#### [REQUIRED ACTIONS]
a) In the passage about the skills pyramid, at what points is delivering the foundational skills recommended?
b) From the skills pyramid passage, reproduce word for word the stretch starting at "The bottom of" and ending at "stays that way.".
c) Go on with the piece about the skills pyramid and team growth, picking up after its final sentence.

The bottom of the pyramid, the foundational skills addresses this. It sets the tone and expectations for every individual of what the baseline should be. By delivering it earlier on at onboarding time and during probation, you can assure that the individual you hired levels up in their professionalism. Visiting the pyramid and making it part of performance reviews ensures that it stays that way.
Supporting Process Experiments Thoroughly
The headcount quickly increased causing constant shuffles in skillsets, teams and processes. We were trying all sorts of new ways to do agile, moved team members around to where we thought was appropriate for deliverables all the while trying to reduce the amount of knowledge silos.

#### [ENTRIES SHOWN]
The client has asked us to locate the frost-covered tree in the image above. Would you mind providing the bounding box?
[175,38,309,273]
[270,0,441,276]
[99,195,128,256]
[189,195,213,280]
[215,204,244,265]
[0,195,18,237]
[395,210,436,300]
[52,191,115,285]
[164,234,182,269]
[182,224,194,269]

#### [RESPONSE LIST]
a) At onboarding time and during probation.

b)
The bottom of the pyramid, the foundational skills addresses this. It sets the tone and expectations for every individual of what the baseline should be. By delivering it earlier on at onboarding time and during probation, you can assure that the individual you hired levels up in their professionalism. Visiting the pyramid and making it part of performance reviews ensures that it stays that way.

c)
This meant that there were varying degrees of compliance on processes. A process is doomed to fail if nobody gives it a proper go. I can't stress that enough. An organization should always be experimenting and improving on their processes. If a strategy is set, everyone should do their best to support it even if they don't agree with it. Once the experiment has run its course and it clearly isn't working, then proposals to improve the process should be actioned -- and it should be open to constructive criticism. It will be doomed from the get go however, if there is non compliance from the beginning. It also sets the culture of support. The next strategy might be yours and you wouldn't want it to die without everyone giving it a good try.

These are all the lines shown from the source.